[start]

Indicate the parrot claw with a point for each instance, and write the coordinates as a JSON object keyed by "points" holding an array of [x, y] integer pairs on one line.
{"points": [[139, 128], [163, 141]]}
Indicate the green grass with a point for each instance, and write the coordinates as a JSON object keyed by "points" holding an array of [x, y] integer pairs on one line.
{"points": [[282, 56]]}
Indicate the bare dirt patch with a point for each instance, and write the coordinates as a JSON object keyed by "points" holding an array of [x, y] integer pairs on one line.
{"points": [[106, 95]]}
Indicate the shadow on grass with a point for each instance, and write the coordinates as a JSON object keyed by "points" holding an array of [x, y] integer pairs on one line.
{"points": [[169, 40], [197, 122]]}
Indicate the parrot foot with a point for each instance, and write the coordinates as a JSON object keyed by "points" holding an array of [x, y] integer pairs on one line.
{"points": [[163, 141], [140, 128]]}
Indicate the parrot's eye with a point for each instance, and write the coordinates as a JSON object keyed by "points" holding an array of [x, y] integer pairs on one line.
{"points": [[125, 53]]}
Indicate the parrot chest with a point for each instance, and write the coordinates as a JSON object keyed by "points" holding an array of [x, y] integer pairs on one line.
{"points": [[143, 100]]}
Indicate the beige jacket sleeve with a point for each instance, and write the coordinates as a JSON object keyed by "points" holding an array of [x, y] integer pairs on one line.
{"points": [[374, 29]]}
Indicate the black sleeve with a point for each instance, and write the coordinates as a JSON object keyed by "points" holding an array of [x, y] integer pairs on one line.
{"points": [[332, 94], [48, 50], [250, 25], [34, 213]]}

[end]

TO BE DONE
Reproduce the entries from the line containing "Indicate the shadow" through the end of the entries, changing every "sleeve" to "cuff" and leaving everything else unchanged.

OUTPUT BELOW
Indicate the shadow on grass with a point for each instance, and write the coordinates as a JSON object keyed by "points" holding an array of [x, y] integer pairs on one line.
{"points": [[169, 40], [197, 122]]}
Indicate the parrot foot with a point for each instance, and write the coordinates as a JSON object keyed by "points" holding an array of [x, y] integer pairs on one line.
{"points": [[163, 141], [140, 128]]}
Indicate the parrot's eye with a point for each instance, and write the coordinates as a JSON object keyed by "points" holding an array of [x, y] integer pairs on one line.
{"points": [[125, 53]]}
Indicate the parrot chest with a point for each instance, and write the coordinates as a JSON object keyed by "points" holding an array of [x, y] integer pairs on one line.
{"points": [[143, 100]]}
Indicate the beige jacket cuff with a point for each instance, and write the coordinates as a JSON object keyed by "points" holding an array of [x, y] integer pairs on one line.
{"points": [[374, 29]]}
Indicate the black cuff with a point for each instance, and write the coordinates as a JSON object keyed by "points" holding an array of [x, y] integer pairs on one line.
{"points": [[332, 94], [48, 50], [250, 25], [34, 213]]}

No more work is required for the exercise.